| Problem requirements |
Rewrite the material below as a JSON list of strings, one string for each line, with blank lines skipped. Leave the pictures out.

| Excerpted records |

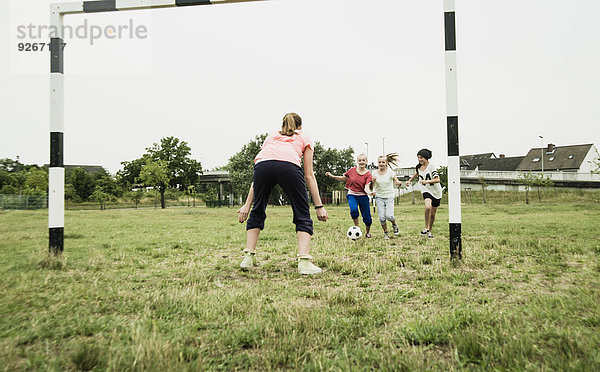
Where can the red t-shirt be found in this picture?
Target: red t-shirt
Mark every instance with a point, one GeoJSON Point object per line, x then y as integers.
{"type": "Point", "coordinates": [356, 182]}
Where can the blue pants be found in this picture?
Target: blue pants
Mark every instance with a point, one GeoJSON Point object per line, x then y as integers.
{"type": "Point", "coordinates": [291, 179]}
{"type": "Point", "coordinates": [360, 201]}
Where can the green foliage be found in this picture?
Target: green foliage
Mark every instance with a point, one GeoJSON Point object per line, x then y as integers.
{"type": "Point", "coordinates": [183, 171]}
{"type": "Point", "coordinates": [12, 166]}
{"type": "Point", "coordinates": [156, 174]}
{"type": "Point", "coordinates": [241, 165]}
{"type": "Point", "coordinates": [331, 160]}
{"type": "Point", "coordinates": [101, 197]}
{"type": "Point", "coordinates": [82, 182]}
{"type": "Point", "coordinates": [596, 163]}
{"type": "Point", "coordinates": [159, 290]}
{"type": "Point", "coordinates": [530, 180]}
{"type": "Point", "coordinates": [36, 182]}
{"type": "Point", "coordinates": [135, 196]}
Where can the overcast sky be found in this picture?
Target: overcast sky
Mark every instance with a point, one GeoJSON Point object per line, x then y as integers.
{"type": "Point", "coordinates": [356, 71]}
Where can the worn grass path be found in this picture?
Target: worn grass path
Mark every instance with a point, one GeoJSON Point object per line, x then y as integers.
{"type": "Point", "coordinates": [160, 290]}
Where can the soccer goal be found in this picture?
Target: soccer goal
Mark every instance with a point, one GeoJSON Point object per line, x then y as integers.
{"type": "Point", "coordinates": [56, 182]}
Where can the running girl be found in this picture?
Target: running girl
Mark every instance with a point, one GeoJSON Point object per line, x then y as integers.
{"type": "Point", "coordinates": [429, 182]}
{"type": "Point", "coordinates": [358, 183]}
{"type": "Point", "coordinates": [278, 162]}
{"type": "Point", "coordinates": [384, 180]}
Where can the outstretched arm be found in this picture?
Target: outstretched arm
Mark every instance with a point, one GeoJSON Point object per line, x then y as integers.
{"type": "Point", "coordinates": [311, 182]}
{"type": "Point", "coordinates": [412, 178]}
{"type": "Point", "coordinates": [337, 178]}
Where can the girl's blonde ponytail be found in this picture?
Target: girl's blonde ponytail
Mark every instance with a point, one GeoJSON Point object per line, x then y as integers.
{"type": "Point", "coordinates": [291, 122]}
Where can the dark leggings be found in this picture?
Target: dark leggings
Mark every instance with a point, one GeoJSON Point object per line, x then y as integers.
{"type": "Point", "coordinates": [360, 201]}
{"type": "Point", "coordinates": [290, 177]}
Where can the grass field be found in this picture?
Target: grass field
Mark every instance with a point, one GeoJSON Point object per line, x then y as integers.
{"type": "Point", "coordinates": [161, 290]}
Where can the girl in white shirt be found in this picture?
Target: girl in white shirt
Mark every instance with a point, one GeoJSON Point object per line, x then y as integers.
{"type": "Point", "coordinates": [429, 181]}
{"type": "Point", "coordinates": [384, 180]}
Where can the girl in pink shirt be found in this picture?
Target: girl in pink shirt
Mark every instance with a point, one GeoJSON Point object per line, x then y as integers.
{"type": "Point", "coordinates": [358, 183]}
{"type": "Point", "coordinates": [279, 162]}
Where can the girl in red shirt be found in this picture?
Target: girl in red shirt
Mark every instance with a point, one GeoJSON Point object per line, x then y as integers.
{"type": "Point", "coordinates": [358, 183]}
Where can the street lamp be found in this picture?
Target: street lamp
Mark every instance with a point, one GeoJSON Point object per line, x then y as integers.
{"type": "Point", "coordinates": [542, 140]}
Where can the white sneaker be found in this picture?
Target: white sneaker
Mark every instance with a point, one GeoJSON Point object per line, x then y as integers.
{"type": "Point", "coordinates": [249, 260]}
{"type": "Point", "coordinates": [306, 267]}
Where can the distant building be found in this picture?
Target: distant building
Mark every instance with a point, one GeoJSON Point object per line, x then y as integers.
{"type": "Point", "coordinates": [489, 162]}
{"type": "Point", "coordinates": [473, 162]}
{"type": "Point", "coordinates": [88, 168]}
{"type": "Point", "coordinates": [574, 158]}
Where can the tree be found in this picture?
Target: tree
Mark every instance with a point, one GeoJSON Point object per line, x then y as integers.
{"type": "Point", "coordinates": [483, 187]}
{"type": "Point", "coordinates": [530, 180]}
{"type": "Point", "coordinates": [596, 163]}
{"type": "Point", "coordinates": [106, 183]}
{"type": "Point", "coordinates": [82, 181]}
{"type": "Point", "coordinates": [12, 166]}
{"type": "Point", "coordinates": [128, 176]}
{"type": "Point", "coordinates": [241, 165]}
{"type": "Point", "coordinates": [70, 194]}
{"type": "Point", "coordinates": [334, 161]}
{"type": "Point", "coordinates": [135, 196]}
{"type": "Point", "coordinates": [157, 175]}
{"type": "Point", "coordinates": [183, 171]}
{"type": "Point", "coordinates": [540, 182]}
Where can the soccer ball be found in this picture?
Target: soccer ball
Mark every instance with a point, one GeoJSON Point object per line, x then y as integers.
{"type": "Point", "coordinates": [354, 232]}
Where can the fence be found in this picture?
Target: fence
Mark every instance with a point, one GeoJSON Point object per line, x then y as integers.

| Solution |
[
  "Where can the red t-shirt be found in this picture?",
  "Target: red t-shirt",
  "Mark every instance with a point, one GeoJSON Point object per line, x then y as integers.",
  "{\"type\": \"Point\", \"coordinates\": [356, 182]}",
  "Where can the blue pants be found in this picture?",
  "Target: blue pants",
  "Mark every instance with a point, one GeoJSON Point object per line, x then y as integers.",
  "{\"type\": \"Point\", \"coordinates\": [291, 179]}",
  "{\"type\": \"Point\", \"coordinates\": [360, 201]}",
  "Where can the green foliage be found in this picture?",
  "Target: green foliage",
  "Mark every instance with a point, one GeoJSON Point object per line, x then y as integers.",
  "{\"type\": \"Point\", \"coordinates\": [183, 171]}",
  "{\"type\": \"Point\", \"coordinates\": [12, 166]}",
  "{\"type\": \"Point\", \"coordinates\": [156, 174]}",
  "{\"type\": \"Point\", \"coordinates\": [241, 165]}",
  "{\"type\": \"Point\", \"coordinates\": [331, 160]}",
  "{\"type\": \"Point\", \"coordinates\": [101, 197]}",
  "{\"type\": \"Point\", \"coordinates\": [82, 182]}",
  "{\"type\": \"Point\", \"coordinates\": [596, 163]}",
  "{\"type\": \"Point\", \"coordinates\": [159, 290]}",
  "{\"type\": \"Point\", \"coordinates\": [530, 180]}",
  "{\"type\": \"Point\", \"coordinates\": [36, 182]}",
  "{\"type\": \"Point\", \"coordinates\": [135, 196]}",
  "Where can the overcast sky be found in this picture?",
  "Target: overcast sky",
  "Mark every instance with a point, one GeoJSON Point object per line, x then y as integers.",
  "{\"type\": \"Point\", \"coordinates\": [356, 71]}",
  "Where can the worn grass path be found in this picture?",
  "Target: worn grass path",
  "Mark every instance with a point, one GeoJSON Point object per line, x then y as integers.",
  "{\"type\": \"Point\", \"coordinates\": [160, 290]}",
  "Where can the soccer goal be found in this picture?",
  "Target: soccer goal",
  "Mark every instance with a point, one GeoJSON Point object per line, x then y as integers.",
  "{\"type\": \"Point\", \"coordinates\": [56, 182]}",
  "Where can the running girl be found in this picture?",
  "Target: running girl",
  "Mark every instance with a point, one GeoJSON Point object per line, x then y as integers.",
  "{\"type\": \"Point\", \"coordinates\": [429, 182]}",
  "{\"type\": \"Point\", \"coordinates\": [358, 183]}",
  "{\"type\": \"Point\", \"coordinates\": [278, 162]}",
  "{\"type\": \"Point\", \"coordinates\": [384, 180]}",
  "Where can the outstretched arm be found in this picture?",
  "Target: outstretched arm",
  "Mark every instance with a point, one GeoJSON Point object per line, x then y as integers.",
  "{\"type\": \"Point\", \"coordinates\": [311, 182]}",
  "{\"type\": \"Point\", \"coordinates\": [412, 178]}",
  "{\"type\": \"Point\", \"coordinates\": [337, 178]}",
  "Where can the girl's blonde ponytail be found in this picture?",
  "Target: girl's blonde ponytail",
  "Mark every instance with a point, one GeoJSON Point object per line, x then y as integers.",
  "{\"type\": \"Point\", \"coordinates\": [291, 122]}",
  "Where can the dark leggings be found in this picture?",
  "Target: dark leggings",
  "Mark every instance with a point, one GeoJSON Point object per line, x then y as integers.",
  "{\"type\": \"Point\", \"coordinates\": [360, 201]}",
  "{\"type\": \"Point\", \"coordinates\": [290, 177]}",
  "Where can the grass field be found in this picture?",
  "Target: grass field",
  "Mark every instance with a point, one GeoJSON Point object per line, x then y as integers.",
  "{\"type\": \"Point\", \"coordinates\": [161, 290]}",
  "Where can the girl in white shirt be found in this picture?",
  "Target: girl in white shirt",
  "Mark every instance with a point, one GeoJSON Point object per line, x then y as integers.",
  "{\"type\": \"Point\", \"coordinates\": [429, 181]}",
  "{\"type\": \"Point\", \"coordinates\": [384, 180]}",
  "Where can the girl in pink shirt be found in this picture?",
  "Target: girl in pink shirt",
  "Mark every instance with a point, one GeoJSON Point object per line, x then y as integers.",
  "{\"type\": \"Point\", \"coordinates\": [358, 183]}",
  "{\"type\": \"Point\", \"coordinates\": [279, 162]}",
  "Where can the girl in red shirt be found in this picture?",
  "Target: girl in red shirt",
  "Mark every instance with a point, one GeoJSON Point object per line, x then y as integers.",
  "{\"type\": \"Point\", \"coordinates\": [358, 183]}",
  "Where can the street lamp be found in this picture?",
  "Target: street lamp",
  "Mark every instance with a point, one GeoJSON Point object per line, x then y as integers.",
  "{\"type\": \"Point\", \"coordinates\": [542, 140]}",
  "Where can the white sneaker be found in this picture?",
  "Target: white sneaker",
  "Mark every instance with a point, one GeoJSON Point object per line, x then y as integers.",
  "{\"type\": \"Point\", \"coordinates\": [249, 260]}",
  "{\"type\": \"Point\", \"coordinates\": [306, 267]}",
  "Where can the distant building be found in this picture?",
  "Target: distant building",
  "Mark every instance with a point, one GeoJSON Point object per line, x then y as integers.",
  "{\"type\": \"Point\", \"coordinates\": [489, 162]}",
  "{\"type\": \"Point\", \"coordinates\": [473, 162]}",
  "{\"type\": \"Point\", \"coordinates\": [88, 168]}",
  "{\"type\": \"Point\", \"coordinates\": [574, 158]}",
  "Where can the tree be found in this picture?",
  "Target: tree",
  "Mark every instance with a point, one GeoJSON Point object per line, x then y as integers.",
  "{\"type\": \"Point\", \"coordinates\": [483, 187]}",
  "{\"type\": \"Point\", \"coordinates\": [530, 180]}",
  "{\"type\": \"Point\", \"coordinates\": [596, 163]}",
  "{\"type\": \"Point\", \"coordinates\": [106, 183]}",
  "{\"type\": \"Point\", \"coordinates\": [82, 181]}",
  "{\"type\": \"Point\", \"coordinates\": [12, 166]}",
  "{\"type\": \"Point\", \"coordinates\": [128, 176]}",
  "{\"type\": \"Point\", \"coordinates\": [241, 165]}",
  "{\"type\": \"Point\", \"coordinates\": [70, 194]}",
  "{\"type\": \"Point\", \"coordinates\": [334, 161]}",
  "{\"type\": \"Point\", \"coordinates\": [135, 196]}",
  "{\"type\": \"Point\", \"coordinates\": [157, 175]}",
  "{\"type\": \"Point\", \"coordinates\": [183, 171]}",
  "{\"type\": \"Point\", \"coordinates\": [540, 182]}",
  "Where can the soccer ball be found in this picture?",
  "Target: soccer ball",
  "Mark every instance with a point, one GeoJSON Point object per line, x then y as integers.",
  "{\"type\": \"Point\", \"coordinates\": [354, 232]}",
  "Where can the fence be found in this picture?",
  "Target: fence",
  "Mark every instance with a point, one GeoJSON Point object per line, x then y as integers."
]